Consigna a —
Contesta estas preguntas con lo que dice el extracto sobre Pedro Lemebel:
(i) ¿Quién tomó el retrato de Lemebel del año 2000?
(ii) ¿Qué palabra borra Alejandra Ugarte con la lengua?
(iii) ¿Qué libro hizo leer el profesor despedido en un liceo de Independencia?

Su nombre es peligro

Lemebel
Retrato de Pedro Lemebel del año 2000, capturado por la documentalista Joanna Reposi.

No lo habíamos olvidado pero no está demás recordarlo. En realidad nunca dejó de serlo. Ese es su triunfo: que se nieguen a leerlo es la victoria de su literatura, explica su importancia de modo fulgurante.


Alejandra Ugarte escribe con un lápiz labial en el vidrio. La gente mira de afuera. Graba. Su performance ha comenzado minutos antes en otro lugar: afuera de una iglesia en ruinas. Ella se rasga la ropa. Trata de prenderle fuego a algo en el suelo. Hay unos zapatos rojos en el suelo, quizás son los tacones de un fantasma. La iglesia está cercada por una reja. Cualquier sacralidad es una broma, restos de una fe demolida, pobre y desolada. El barroco de Santiago, pienso. Ugarte avanza. Su performance está construida sobre una colección de gestos privados; signos perdidos que hay que descifrar en una tarde de verano. Todos la miran, la siguen. El público del primer Festival Lemebel camina silencioso detrás de ella. Entra en la biblioteca. Va desnuda de la cintura para arriba, sus ropas son solo harapos, simulan ser los restos de una fiesta perdida. Entonces, agarra un pintalabios con la boca y escribe al revés, para que se lea desde afuera: PEDRO MARDONES LEMEBEL. Lo hace lento, es un trabajo dificultoso, se aplasta contra el vidrio. Cuando termina, borra con la lengua la palabra "Mardones" que queda convertida en una mancha, una huella, un vitral imposible hecho de una tachadura bermellón.

No dejo de pensar en ese evento (realizado en diciembre pasado en la Biblioteca Pedro Lemebel de Recoleta) estos días, en que se cumplen cuatro años de su muerte. Hace unas semanas se supo que había sido despedido el profesor que había hecho leer "La esquina es mi corazón" en un liceo de Independencia. El caso ya había salido en las noticias y fue terrible y triste. Los estudiantes de un curso se negaron a acercarse al libro, explotó la homofobia y la intolerancia por todos lados (ya sea alumnos, docentes, autoridades, políticos), amén de todas las malas decisiones que quienes dirigen un colegio pueden llegar a tomar. De este modo, Lemebel volvió a ser, por un rato, motivo de escándalo y debate acerca de la obligatoriedad de ciertas lecturas escolares pero sobre todo sobre qué sentido tiene enseñar poesía (porque eso hacía Lemebel entre muchas cosas: poesía hecha con los ecos de la calle) en un mundo donde la moda de los prejuicios y los lugares comunes sostienen que debemos prescindir de ella. Mal que mal, en el liceo San Francisco de Quito, despojado de cualquier interpretación crítica o consoladora, sus crónicas se presentaron a la intemperie de la mirada de un lector, vivas y furiosas.

Material entregado —
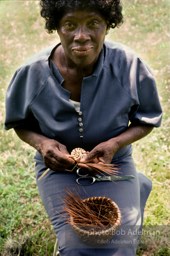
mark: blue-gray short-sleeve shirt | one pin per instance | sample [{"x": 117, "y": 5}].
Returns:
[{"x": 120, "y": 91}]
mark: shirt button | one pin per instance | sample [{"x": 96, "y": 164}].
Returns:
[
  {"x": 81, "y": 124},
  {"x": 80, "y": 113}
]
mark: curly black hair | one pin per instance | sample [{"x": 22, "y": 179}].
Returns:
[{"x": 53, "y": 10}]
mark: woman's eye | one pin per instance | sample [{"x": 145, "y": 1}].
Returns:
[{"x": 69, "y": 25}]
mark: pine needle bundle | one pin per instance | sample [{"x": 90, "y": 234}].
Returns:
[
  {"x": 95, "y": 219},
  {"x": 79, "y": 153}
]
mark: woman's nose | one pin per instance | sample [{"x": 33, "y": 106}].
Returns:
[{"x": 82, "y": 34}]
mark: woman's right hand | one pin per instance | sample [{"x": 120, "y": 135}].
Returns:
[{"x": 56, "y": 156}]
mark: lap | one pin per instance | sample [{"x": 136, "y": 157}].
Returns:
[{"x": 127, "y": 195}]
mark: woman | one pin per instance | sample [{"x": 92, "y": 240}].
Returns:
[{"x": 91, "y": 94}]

---

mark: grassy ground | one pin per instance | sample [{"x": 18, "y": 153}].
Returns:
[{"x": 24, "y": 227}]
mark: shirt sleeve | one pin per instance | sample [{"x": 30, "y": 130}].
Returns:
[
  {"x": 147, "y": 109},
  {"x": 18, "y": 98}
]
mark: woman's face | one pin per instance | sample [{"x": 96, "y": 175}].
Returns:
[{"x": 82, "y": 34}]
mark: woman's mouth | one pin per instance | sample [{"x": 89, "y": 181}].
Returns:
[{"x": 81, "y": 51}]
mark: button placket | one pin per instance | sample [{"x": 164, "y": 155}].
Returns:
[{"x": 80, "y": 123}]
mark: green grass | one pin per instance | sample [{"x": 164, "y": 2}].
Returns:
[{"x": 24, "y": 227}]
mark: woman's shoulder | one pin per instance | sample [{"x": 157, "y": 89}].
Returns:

--

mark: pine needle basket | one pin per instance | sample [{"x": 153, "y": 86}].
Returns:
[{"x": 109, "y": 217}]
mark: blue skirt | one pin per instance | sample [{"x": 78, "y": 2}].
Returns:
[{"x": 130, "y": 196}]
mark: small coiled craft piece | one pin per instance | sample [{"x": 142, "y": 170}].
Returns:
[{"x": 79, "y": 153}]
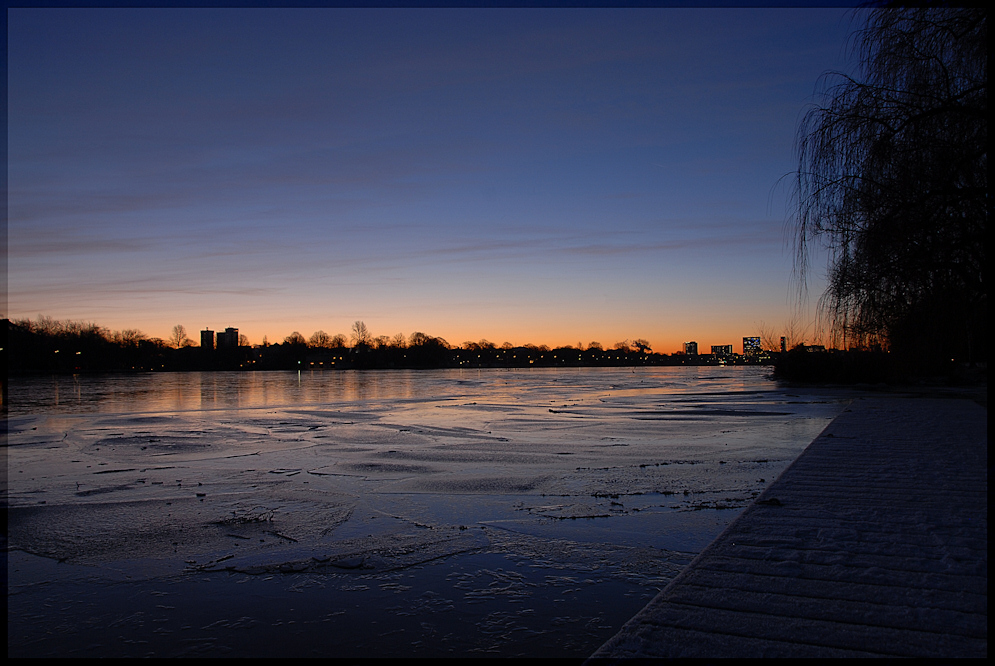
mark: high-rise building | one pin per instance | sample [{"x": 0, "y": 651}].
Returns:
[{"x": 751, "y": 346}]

Consigna b — Cuenta las líneas de los registros que contienen la palabra "shirt" y escribe solo el número.

Respuesta correcta a —
(i) La documentalista Joanna Reposi.
(ii) "Mardones".
(iii) "La esquina es mi corazón".

Respuesta correcta b — 3